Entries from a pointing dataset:
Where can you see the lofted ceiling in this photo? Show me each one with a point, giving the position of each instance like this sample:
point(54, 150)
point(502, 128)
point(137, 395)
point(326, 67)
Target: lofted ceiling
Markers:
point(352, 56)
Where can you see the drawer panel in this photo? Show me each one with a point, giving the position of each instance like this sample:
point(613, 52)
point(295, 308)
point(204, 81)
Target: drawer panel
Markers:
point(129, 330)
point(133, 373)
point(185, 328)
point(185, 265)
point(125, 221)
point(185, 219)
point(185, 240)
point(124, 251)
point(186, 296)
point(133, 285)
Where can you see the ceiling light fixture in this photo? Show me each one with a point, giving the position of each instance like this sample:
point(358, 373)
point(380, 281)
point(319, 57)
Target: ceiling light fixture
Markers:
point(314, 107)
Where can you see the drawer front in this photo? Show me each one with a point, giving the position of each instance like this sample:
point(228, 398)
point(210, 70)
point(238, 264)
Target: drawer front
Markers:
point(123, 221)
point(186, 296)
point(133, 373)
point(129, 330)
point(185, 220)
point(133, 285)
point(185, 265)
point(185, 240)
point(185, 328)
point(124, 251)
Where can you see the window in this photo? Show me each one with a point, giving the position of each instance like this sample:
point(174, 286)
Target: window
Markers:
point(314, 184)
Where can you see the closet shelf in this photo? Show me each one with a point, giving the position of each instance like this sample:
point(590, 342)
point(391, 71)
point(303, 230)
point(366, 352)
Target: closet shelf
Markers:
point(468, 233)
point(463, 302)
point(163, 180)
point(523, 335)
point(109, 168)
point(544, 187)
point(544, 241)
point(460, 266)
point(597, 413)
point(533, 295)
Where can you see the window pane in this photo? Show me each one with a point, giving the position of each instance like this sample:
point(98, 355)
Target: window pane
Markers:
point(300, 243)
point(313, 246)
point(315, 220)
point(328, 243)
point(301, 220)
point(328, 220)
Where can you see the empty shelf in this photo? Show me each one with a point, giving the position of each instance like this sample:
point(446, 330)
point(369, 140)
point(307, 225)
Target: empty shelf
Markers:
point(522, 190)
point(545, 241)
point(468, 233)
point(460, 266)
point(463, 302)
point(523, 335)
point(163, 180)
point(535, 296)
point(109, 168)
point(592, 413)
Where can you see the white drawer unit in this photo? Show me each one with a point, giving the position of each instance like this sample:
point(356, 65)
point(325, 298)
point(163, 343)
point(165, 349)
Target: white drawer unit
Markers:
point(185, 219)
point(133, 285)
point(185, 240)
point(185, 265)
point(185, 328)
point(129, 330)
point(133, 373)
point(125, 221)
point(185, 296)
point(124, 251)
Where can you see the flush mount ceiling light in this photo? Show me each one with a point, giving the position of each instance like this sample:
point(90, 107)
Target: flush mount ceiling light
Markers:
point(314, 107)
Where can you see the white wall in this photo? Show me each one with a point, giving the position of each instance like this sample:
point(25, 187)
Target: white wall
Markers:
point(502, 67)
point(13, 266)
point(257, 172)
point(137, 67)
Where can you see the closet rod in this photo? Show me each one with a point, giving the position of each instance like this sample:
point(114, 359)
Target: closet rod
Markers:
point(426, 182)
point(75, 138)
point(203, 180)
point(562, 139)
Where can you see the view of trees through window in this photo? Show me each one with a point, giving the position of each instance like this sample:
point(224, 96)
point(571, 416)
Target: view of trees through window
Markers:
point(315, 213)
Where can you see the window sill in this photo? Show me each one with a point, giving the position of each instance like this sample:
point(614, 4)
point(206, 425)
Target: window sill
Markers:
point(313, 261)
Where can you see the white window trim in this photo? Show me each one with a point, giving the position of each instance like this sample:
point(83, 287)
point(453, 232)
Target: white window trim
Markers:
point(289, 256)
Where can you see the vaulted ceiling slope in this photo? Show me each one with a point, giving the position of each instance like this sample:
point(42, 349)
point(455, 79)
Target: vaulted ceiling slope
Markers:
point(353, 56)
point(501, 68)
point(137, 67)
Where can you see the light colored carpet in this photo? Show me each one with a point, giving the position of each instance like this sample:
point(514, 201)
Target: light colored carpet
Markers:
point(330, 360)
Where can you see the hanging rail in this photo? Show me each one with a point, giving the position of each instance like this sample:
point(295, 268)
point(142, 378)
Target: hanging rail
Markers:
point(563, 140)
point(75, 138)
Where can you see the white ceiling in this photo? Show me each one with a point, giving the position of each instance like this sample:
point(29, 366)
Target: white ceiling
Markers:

*Exercise objective:* Reproduce each entry from the records above, character for character.

*Complete output:*
Where can you see the lofted ceiling in this photo? Show me each one with a point, giving the position of each instance like this sample:
point(54, 150)
point(502, 128)
point(137, 395)
point(326, 67)
Target: lofted ceiling
Markers:
point(352, 56)
Where can you see the drawer panel in this photo? Show me each one with a point, giving the position of each instance like this sample:
point(613, 52)
point(295, 308)
point(204, 81)
Target: drawer panel
Markers:
point(129, 330)
point(133, 373)
point(185, 328)
point(185, 265)
point(125, 221)
point(185, 219)
point(185, 240)
point(124, 251)
point(186, 296)
point(133, 285)
Where can you see the ceiling light fixture in this photo? Show me each one with a point, giving the position of each instance like this sample:
point(358, 373)
point(380, 281)
point(319, 57)
Target: ceiling light fixture
Markers:
point(314, 107)
Where can you see the drawer front in this photo? Show me each one with a point, giving the position of each instance like this sample:
point(228, 398)
point(210, 70)
point(238, 264)
Target: drawer front
Markers:
point(123, 221)
point(186, 296)
point(133, 373)
point(129, 330)
point(185, 220)
point(133, 285)
point(185, 265)
point(185, 240)
point(185, 328)
point(124, 251)
Where can you see the window in this photo? Show me each one with a point, giving the position of each instance like this sample:
point(174, 286)
Target: window
Markers:
point(314, 184)
Where can you see the closet shelf in this photo? Show me each one with a point, giving the position of each instance like this sample:
point(590, 342)
point(391, 71)
point(303, 230)
point(366, 352)
Target: closet shelf
Markers:
point(468, 233)
point(463, 302)
point(163, 180)
point(523, 335)
point(109, 168)
point(544, 187)
point(544, 241)
point(460, 266)
point(597, 413)
point(533, 295)
Where can you see the window pane in this photo? Show me each one with a point, giving the position of each instance like this sample:
point(98, 355)
Target: window pane
Markers:
point(300, 243)
point(313, 246)
point(315, 220)
point(328, 243)
point(301, 220)
point(328, 220)
Where can you see the empty shelf in this photo? Show me each one with a point, giving the position of each instance like this sample:
point(446, 330)
point(369, 140)
point(307, 225)
Target: empty shelf
Markers:
point(522, 190)
point(545, 241)
point(468, 233)
point(460, 266)
point(463, 302)
point(523, 335)
point(163, 180)
point(535, 296)
point(109, 168)
point(592, 413)
Where can you see the white drawer unit in this photo? Show me each one with a point, giving the position of each instance like this sample:
point(356, 65)
point(325, 298)
point(163, 343)
point(165, 349)
Target: white drawer unit
Markers:
point(185, 219)
point(133, 285)
point(185, 240)
point(185, 265)
point(185, 328)
point(129, 330)
point(133, 373)
point(125, 221)
point(185, 296)
point(124, 251)
Where can you see the flush mount ceiling light in this photo? Show me each one with a point, giving the position of each instance like this sample:
point(90, 107)
Target: flush mount ceiling light
Markers:
point(314, 107)
Where can you see the white wall in this photo? Show me each one with a point, giving the position of each instance like this sample:
point(25, 187)
Target: white wall
Markers:
point(502, 67)
point(13, 266)
point(257, 172)
point(137, 67)
Where can you see the closet rod in this photo? Show me each one with a point, giving the position of each instance like this sample:
point(114, 359)
Target: closet rod
Markers:
point(426, 182)
point(75, 138)
point(203, 180)
point(562, 139)
Where can you see the view of trees through window in this photo? Show me each one with a point, giving the position of each instance like this sample:
point(224, 96)
point(571, 416)
Target: view of trees through window
Markers:
point(315, 213)
Where can you see the window sill in this photo? Show me each one with a point, giving the position of each instance like this sample:
point(614, 4)
point(206, 425)
Target: window sill
Markers:
point(313, 261)
Where can you see the white window trim in this photo? Show me each one with a point, giving the position of each instance like this sample:
point(83, 287)
point(453, 232)
Target: white window trim
Markers:
point(289, 256)
Where can you see the vaulted ceiling slope in this photo? Show me each one with a point, giving the position of each instance like this sample:
point(42, 349)
point(455, 79)
Target: vaulted ceiling slope
Markers:
point(353, 56)
point(501, 68)
point(137, 67)
Where can you see the light colored carpet in this photo? Show me each one with a point, giving the position of each instance like this sample:
point(514, 201)
Target: light colored carpet
Markers:
point(330, 360)
Where can you see the hanging rail in this photo? Show me each one with a point, giving the position of each instance like this sample:
point(295, 268)
point(142, 378)
Target: hanging rail
Markers:
point(563, 140)
point(75, 138)
Where can you see the white ceiling in this photo? Show me each one with a point, giving the position of each instance like this sample:
point(29, 366)
Target: white ceiling
Markers:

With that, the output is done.